Problem description: Every line from the top of the records through the one bearing "# test: identify the black hair" is to be reproduced exactly, and pictures are to be left out.

Items from a dataset:
* * * *

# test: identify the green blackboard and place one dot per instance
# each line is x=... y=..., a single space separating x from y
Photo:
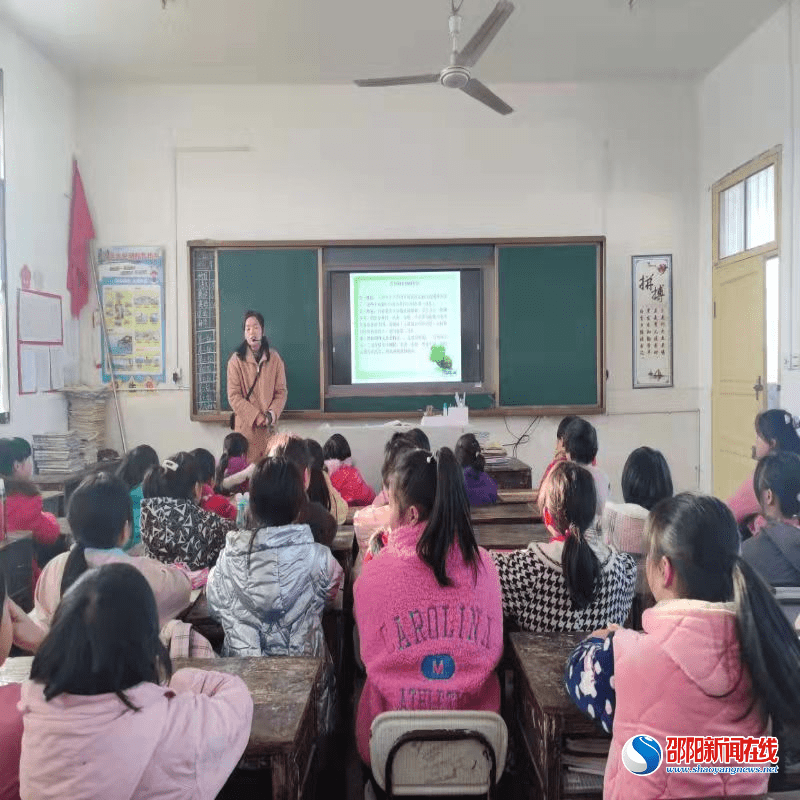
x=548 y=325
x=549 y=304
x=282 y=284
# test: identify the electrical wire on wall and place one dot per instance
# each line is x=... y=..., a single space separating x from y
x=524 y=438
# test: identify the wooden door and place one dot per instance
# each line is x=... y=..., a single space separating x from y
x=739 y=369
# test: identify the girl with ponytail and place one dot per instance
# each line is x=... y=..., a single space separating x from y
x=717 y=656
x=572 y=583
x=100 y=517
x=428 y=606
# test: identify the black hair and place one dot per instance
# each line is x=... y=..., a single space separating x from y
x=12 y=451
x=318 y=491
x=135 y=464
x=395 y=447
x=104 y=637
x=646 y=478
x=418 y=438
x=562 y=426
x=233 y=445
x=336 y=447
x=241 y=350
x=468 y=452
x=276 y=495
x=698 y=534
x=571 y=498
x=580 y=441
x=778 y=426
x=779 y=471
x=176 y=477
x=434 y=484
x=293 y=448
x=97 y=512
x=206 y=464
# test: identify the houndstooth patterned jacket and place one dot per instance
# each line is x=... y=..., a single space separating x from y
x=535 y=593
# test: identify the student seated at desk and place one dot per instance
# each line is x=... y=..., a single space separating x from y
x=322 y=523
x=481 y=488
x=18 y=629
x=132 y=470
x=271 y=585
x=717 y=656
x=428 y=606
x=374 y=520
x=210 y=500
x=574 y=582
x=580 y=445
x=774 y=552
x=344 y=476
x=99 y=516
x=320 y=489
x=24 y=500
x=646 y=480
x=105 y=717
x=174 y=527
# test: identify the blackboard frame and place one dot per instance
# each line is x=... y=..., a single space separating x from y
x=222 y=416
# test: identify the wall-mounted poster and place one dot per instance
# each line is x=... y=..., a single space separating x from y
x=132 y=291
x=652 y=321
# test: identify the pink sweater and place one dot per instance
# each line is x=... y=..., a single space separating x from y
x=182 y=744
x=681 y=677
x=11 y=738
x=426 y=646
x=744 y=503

* * * *

Solution for this problem:
# test: identify the green blackboard and place one dot per instance
# each line is x=... y=..., a single space separating x from y
Photo:
x=548 y=325
x=549 y=304
x=282 y=284
# test: identify the electrical wire on wall and place one dot per instance
# each line is x=... y=..., a single space separating x from y
x=524 y=438
# test: identify the wooden door and place one dot per instance
# each line is x=... y=..., a single space separating x from y
x=739 y=369
# test: identify the girl with ponytail and place one dot per instance
# each line is x=... y=..., a single space separating x from y
x=717 y=656
x=572 y=583
x=100 y=517
x=428 y=606
# test: identify the black hair and place one dot per instance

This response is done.